**EXERCISE OBJECTIVE**
Scan the records below. Copy every line in which the word "green" appears.

Recorded data:
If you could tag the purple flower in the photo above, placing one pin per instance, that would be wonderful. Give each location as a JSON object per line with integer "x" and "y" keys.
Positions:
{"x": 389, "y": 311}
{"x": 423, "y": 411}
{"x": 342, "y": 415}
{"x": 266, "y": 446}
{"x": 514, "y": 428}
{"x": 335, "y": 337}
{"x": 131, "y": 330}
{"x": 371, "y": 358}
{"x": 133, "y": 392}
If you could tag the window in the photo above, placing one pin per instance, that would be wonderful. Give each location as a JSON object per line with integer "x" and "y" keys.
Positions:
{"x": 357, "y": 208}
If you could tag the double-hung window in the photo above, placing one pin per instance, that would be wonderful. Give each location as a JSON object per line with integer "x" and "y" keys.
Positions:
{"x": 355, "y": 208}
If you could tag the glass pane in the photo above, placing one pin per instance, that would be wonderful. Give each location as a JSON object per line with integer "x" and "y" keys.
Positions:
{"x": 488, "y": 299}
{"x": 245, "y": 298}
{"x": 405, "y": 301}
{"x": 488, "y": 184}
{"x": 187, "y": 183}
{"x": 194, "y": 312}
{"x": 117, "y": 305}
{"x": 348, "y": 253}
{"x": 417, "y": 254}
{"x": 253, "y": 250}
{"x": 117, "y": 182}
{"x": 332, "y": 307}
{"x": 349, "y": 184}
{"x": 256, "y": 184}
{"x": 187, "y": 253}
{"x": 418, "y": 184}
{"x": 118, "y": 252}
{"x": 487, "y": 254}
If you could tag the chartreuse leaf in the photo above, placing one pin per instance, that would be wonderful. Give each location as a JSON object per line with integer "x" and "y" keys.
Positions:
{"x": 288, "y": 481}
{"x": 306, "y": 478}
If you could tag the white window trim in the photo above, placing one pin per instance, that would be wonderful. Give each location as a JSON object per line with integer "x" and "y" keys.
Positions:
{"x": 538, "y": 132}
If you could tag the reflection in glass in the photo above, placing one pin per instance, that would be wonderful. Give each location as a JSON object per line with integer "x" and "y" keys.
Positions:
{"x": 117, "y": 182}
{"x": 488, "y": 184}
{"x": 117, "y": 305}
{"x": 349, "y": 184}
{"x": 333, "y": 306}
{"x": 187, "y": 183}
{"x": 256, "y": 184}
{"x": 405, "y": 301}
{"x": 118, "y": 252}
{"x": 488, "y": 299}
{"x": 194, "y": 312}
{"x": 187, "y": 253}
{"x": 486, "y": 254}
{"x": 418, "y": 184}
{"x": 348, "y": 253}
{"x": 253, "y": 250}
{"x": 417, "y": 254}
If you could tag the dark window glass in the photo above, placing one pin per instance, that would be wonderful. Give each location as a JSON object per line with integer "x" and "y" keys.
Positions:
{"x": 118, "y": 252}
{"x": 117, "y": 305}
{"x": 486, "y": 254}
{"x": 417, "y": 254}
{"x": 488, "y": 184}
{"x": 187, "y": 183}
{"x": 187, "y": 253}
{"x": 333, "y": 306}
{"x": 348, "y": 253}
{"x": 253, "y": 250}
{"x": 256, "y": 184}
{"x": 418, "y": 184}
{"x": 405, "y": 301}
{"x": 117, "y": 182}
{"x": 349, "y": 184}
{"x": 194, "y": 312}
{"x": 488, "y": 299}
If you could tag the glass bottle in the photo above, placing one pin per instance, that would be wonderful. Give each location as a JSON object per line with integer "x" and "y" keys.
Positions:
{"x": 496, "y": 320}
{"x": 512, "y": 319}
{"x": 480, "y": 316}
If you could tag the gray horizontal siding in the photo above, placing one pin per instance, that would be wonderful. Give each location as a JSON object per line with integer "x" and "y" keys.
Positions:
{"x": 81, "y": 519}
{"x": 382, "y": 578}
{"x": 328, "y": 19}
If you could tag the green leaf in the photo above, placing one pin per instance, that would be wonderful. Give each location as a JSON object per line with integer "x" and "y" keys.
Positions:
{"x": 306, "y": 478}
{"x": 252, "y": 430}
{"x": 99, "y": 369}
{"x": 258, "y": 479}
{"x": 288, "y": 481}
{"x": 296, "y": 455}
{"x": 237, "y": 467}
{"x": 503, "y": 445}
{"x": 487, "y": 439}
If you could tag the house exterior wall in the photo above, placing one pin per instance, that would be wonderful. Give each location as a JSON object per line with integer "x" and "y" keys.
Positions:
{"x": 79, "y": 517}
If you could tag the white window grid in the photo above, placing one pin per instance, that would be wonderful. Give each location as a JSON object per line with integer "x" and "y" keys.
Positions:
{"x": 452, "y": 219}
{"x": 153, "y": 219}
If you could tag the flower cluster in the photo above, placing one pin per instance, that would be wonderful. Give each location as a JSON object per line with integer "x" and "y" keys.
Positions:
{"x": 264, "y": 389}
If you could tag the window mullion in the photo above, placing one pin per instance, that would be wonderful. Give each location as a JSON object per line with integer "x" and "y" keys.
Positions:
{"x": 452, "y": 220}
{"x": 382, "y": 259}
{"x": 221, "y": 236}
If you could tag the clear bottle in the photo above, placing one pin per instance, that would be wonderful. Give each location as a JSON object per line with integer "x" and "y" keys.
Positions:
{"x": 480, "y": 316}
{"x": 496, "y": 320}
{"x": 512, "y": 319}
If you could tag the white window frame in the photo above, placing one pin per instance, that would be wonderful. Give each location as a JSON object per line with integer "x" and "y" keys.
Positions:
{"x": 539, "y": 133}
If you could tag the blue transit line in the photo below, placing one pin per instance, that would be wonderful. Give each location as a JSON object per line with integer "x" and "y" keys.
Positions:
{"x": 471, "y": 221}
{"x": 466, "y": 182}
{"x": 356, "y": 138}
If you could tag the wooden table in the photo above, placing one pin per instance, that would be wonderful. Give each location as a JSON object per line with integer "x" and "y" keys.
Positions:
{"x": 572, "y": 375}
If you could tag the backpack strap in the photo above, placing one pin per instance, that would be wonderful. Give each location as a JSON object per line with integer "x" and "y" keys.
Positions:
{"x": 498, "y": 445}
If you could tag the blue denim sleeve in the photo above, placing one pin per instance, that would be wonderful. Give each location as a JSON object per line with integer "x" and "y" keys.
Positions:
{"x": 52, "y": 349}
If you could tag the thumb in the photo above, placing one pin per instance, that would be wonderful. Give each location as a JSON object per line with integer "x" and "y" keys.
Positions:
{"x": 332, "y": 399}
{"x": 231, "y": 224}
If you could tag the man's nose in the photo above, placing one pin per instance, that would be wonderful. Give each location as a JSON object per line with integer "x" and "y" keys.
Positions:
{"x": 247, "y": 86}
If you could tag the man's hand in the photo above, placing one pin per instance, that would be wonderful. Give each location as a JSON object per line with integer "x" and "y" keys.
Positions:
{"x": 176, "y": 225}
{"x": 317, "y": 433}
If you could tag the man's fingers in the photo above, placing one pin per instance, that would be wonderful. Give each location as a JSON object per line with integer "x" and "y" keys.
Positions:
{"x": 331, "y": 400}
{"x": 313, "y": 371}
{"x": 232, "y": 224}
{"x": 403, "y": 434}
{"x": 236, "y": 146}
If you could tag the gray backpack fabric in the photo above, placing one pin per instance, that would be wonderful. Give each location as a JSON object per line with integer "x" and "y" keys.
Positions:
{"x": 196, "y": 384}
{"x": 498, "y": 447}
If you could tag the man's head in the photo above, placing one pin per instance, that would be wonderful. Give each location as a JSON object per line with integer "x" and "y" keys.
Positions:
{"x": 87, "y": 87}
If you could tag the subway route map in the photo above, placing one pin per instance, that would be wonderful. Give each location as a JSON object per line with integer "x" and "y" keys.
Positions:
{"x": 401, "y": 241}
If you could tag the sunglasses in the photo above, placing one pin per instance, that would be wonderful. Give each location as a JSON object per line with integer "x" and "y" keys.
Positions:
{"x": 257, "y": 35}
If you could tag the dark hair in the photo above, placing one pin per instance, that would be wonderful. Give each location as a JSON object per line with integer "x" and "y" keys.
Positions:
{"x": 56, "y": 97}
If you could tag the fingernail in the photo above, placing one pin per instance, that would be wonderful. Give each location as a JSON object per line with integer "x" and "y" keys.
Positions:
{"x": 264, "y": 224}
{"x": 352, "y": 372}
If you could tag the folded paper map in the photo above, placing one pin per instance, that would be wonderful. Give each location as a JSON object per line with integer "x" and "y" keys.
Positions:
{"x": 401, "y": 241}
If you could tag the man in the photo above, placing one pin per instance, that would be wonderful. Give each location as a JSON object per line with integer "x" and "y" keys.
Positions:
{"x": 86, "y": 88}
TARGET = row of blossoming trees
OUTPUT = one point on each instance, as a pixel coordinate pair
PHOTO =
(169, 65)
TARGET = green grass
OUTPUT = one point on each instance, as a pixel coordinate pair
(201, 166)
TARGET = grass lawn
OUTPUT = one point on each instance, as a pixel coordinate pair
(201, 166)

**OUTPUT OF THE TASK**
If you could tag the green leaf in the photo above, placing one pin per instance, that would be wonderful. Give each location as a JSON object per line with integer "x" and "y" keys.
TARGET = green grass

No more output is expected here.